● Problem requirements: Please convert the lines below into a two-column CSV with the headers line_text and answer, giving one row for each line and its answer. Put each value in one quoted field, replace any line breaks with spaces, and leave the pictures out.

Dataset excerpts on pointing at objects

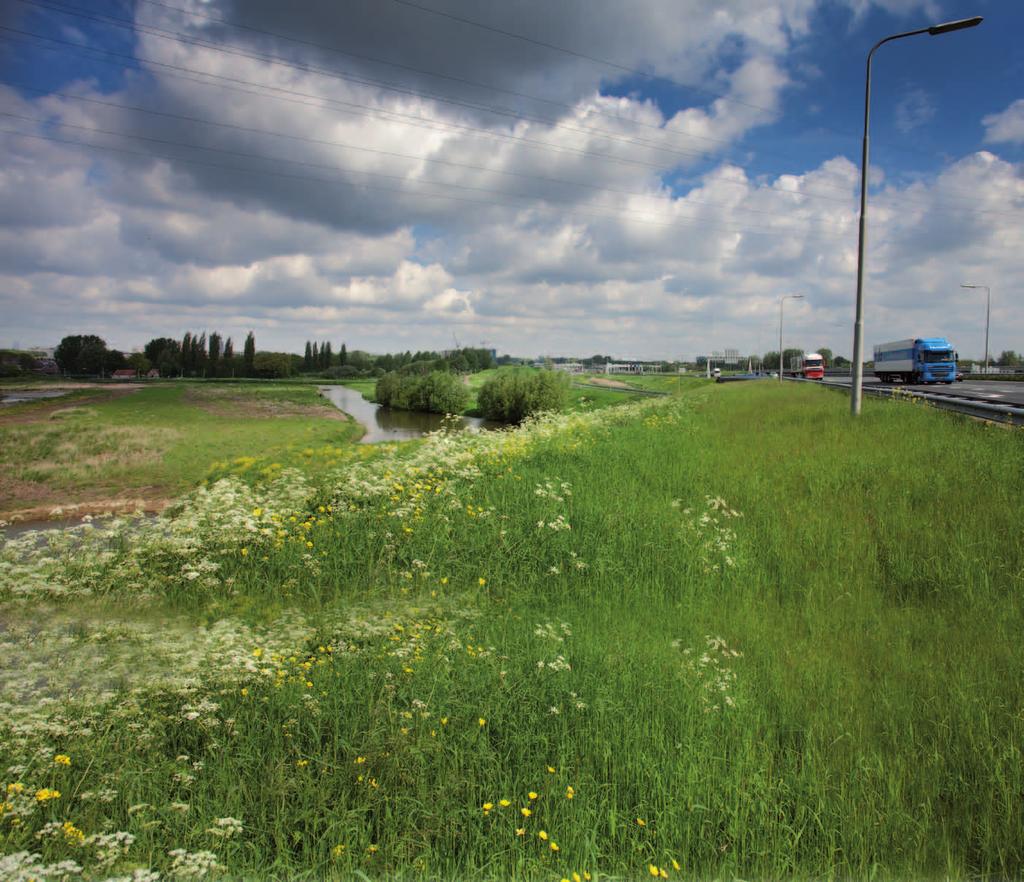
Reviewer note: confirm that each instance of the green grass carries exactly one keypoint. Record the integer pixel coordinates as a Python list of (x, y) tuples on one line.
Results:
[(160, 441), (791, 648)]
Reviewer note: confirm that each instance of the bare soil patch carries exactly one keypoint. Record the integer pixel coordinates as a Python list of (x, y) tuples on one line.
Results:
[(235, 405)]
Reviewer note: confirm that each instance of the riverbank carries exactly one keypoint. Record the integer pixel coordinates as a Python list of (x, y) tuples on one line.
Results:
[(109, 448), (597, 644)]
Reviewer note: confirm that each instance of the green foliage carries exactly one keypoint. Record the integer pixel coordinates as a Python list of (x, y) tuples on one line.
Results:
[(436, 392), (512, 395)]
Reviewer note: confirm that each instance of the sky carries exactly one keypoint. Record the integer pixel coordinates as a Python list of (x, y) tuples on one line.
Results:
[(641, 179)]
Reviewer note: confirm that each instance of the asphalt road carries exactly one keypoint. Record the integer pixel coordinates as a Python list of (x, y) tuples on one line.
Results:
[(992, 391)]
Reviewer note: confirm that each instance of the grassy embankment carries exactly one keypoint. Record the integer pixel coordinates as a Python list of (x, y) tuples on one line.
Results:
[(732, 632), (151, 444)]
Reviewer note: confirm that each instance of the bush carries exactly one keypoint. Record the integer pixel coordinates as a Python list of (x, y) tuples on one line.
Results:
[(513, 395), (437, 392)]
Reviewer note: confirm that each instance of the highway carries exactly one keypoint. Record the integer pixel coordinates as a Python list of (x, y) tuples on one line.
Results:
[(992, 391)]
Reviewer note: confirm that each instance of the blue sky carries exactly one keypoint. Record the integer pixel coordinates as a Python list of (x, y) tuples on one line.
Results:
[(591, 262)]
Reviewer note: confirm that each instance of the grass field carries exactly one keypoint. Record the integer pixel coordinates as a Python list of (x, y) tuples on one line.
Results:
[(154, 443), (726, 634)]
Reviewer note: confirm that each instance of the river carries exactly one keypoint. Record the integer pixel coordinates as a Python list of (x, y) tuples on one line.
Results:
[(387, 424)]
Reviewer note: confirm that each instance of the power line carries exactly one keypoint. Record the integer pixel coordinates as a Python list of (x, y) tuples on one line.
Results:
[(376, 151), (242, 154), (195, 41), (233, 83), (492, 87)]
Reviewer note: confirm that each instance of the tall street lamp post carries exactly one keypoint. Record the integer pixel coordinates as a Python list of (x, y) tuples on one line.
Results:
[(988, 311), (782, 300), (858, 325)]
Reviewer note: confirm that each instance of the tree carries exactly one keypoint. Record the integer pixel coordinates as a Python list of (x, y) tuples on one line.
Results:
[(1008, 359), (249, 354), (82, 354), (138, 363)]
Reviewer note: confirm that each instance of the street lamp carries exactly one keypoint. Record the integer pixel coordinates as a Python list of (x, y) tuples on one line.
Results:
[(858, 325), (988, 310), (782, 300)]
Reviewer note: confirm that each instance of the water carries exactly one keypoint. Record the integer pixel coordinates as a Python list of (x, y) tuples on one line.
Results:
[(386, 424), (22, 395)]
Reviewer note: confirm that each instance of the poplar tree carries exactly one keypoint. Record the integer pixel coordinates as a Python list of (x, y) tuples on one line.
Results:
[(249, 354)]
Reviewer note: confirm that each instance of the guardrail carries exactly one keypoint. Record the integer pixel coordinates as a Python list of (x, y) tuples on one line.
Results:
[(944, 401)]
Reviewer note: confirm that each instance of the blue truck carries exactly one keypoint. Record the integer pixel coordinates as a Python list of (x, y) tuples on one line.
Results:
[(926, 360)]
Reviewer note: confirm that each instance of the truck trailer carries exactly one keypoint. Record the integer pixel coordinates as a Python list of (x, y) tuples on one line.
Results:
[(925, 360), (810, 366)]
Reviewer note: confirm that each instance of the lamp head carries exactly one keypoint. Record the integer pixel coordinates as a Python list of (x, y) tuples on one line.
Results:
[(960, 25)]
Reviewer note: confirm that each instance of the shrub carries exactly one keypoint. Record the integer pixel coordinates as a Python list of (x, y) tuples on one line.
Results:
[(437, 392), (513, 395)]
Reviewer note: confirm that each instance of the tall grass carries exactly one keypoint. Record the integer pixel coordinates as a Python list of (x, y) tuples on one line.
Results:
[(732, 631)]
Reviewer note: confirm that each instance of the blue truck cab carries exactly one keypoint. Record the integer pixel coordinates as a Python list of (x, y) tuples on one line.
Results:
[(925, 360)]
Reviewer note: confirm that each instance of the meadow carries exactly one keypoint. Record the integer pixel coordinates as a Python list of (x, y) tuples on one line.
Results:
[(724, 634), (105, 444)]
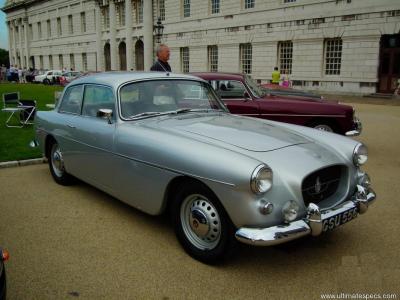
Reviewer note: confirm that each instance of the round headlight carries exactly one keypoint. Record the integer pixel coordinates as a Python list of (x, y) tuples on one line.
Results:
[(290, 211), (360, 155), (261, 179)]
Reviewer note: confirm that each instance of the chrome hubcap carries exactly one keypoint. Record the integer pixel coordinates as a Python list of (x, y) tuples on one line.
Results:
[(57, 161), (200, 222)]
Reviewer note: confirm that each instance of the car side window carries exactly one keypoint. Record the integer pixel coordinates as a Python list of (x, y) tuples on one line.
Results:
[(72, 100), (97, 97), (229, 89)]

● Answer for the task:
line_text,answer
"Reviewer note: confirm that each instance of the green grass carries exactly one keypoint. Record the integer pixel coordinates as a Python list of (x, y) tuples on one line. Results:","[(160, 441), (791, 648)]"
"Reviewer note: confirm that each instance of the bare soil patch carries exactly one keypoint. Record the integer pixel coordinates as a Python list of (x, y) tuples on one line. Results:","[(235, 405)]"
"Reviewer note: confirm that each instance of the riverbank carries exactly one keypoint. Record the integer pixel coordinates as a Python list of (x, y) tuples on one line. Results:","[(109, 448), (597, 644)]"
"Reviewer note: confirm that each instance of the green foliage carries exactly one keypoint. Record the integer pixel coordinates as a Python list of (x, y) tuples on one line. Results:","[(436, 392), (512, 395)]"
"Reviewer note: confirm that each instance of the sky carries exactly one keypoint. Record the integer pixel coordinates as a Python list of (x, y) tuples on one line. Results:","[(641, 179)]"
"Reviewer note: confirm that each instance of the asphalt road carries exactly one keypoint. Record the integer pixel coordinates as a Python list of (x, y) tuples on one line. Results:","[(992, 391)]"
"Reviewer note: confirm that each instance of the grassy embankment carries exactly one keypoint. Record the integer pixel coordinates as a Python list of (x, y) tuples on one line. Results:","[(732, 632), (151, 444)]"
"Reviewer note: confirm that each instance of the bush carries exactly one keypoint. Record the integer pixel coordinates as a Python list of (x, y) tuples on one line. Results:","[(513, 395), (437, 392)]"
"Reviewer note: confirm that each instance of the highway carries exactly one keypoint. Record the integer pixel coordinates as a Python list of (x, y) tuples on one line. Results:","[(992, 391)]"
"Reviewer note: confirm that each instance of the blue sky carries exactly one keypoint. Record the integer pixel coordinates as a Python list of (x, y) tuples on one line. Results:","[(591, 262)]"
"Reviewer note: confirm that each instance of the grass field carries exactly one keypoint. Record the integer pixel coordinates as a Python list of (x, y) tuples on one line. Results:","[(154, 443), (726, 634)]"
"Reviewer note: confirm that each instance of the river carries exactly one keypoint. Record the integer pixel coordinates as a Python list of (x, y) tuples on one line. Results:","[(387, 424)]"
"Reviewer note: confirm that each instance of the power line carries exactly one keypoint. Record the integer pixel coordinates as a Python list of (x, y) tuples on one line. Results:","[(376, 151), (242, 154), (195, 41), (233, 83), (492, 87)]"
"Reviewer note: confirm that each instance of the tall street lamp post carries exactly one keypoint. Record the integer pixel coordinates as a Python list of (x, y) tuples on one line. Results:","[(988, 311), (782, 300), (858, 325)]"
"Reviewer note: confirm that each instance of the tree carries exactly one keypoint. Record the integer pixel coordinates as a Python list of (x, y) tuples on one line. Results:","[(1008, 359), (249, 354), (82, 354), (138, 363)]"
"Reviewer note: confirm that each instance of the street lamp carries exactly one keypoint. Record the integer pixel coordinates as a Python list of (x, y) tuples on one line. Results:","[(858, 325), (988, 310), (782, 300)]"
"Reviewer note: confirm that each instance of the water carries exactly one keypoint. Record the integer pixel coordinates as a Python list of (x, y) tuples on one line. Results:","[(386, 424), (22, 395)]"
"Reviewer note: confirm that each instance of the poplar tree carries exactly one keypoint. Record the integer pixel coordinates as a Python list of (x, y) tuples on one line. Results:","[(249, 354)]"
"Reviewer note: confirm that each instance of the guardrail carries exactly one keypoint. Record the integer pixel coordinates as a Python list of (x, y) tuples on one line. Results:","[(944, 401)]"
"Reviewer note: confirm that each instance of the blue truck carries exactly one keypoint. Record the integer pixel coordinates as a Python list of (x, y) tuples on one line. Results:","[(926, 360)]"
"Reviewer note: confirm that each instance of the truck trailer carries exactly one keypoint. Record the integer pixel coordinates as a Python list of (x, y) tuples on one line. Results:","[(925, 360), (810, 366)]"
"Reviewer note: confirm that each instance of the lamp head carries exactly one keypoint. Record the integer pixel coordinates as a Python list of (x, y) tuples on one line. Results:","[(960, 25)]"
"Reviewer note: confirm that each instance of the shrub carries exactly one keypoint. Record the integer pixel coordinates as a Python list of (x, y) tuples on one line. Results:","[(437, 392), (513, 395)]"
"Reviewer note: confirm that each instance of the tall grass carries exactly one keypoint. Record the integer pixel coordinates as a Python list of (x, y) tuples on one line. Results:","[(732, 631)]"
"Reviewer note: confirm that each instance of the blue truck cab carries exactly one keypoint. Record the integer pixel coordinates as a Python list of (x, y) tuples on one line. Results:","[(925, 360)]"
"Reviewer note: confirm that each instance of the meadow carries exactly one keypoint. Record the integer pixel coordinates as a Python list of (x, y) tuples on one line. Results:","[(724, 634), (105, 444)]"
"Reviewer note: confirm that each instance of the round headlight carries exactly one keypoint. Record the integer pixel coordinates as a Python list of (x, y) tuples on one line. Results:","[(290, 211), (360, 155), (261, 179)]"
"Reviewer note: confirm that each instance of the chrome hubcap carries exactly one keypoint. Record the integer pixel coordinates as a Python list of (x, y) tuples on one line. Results:","[(57, 161), (200, 222)]"
"Reviewer note: confirm that each instance of the car side window carries exactly one keypoint. Record the integer pixel coordinates as a Python list of (x, y) tuples on one line. Results:","[(72, 100), (97, 97), (229, 89)]"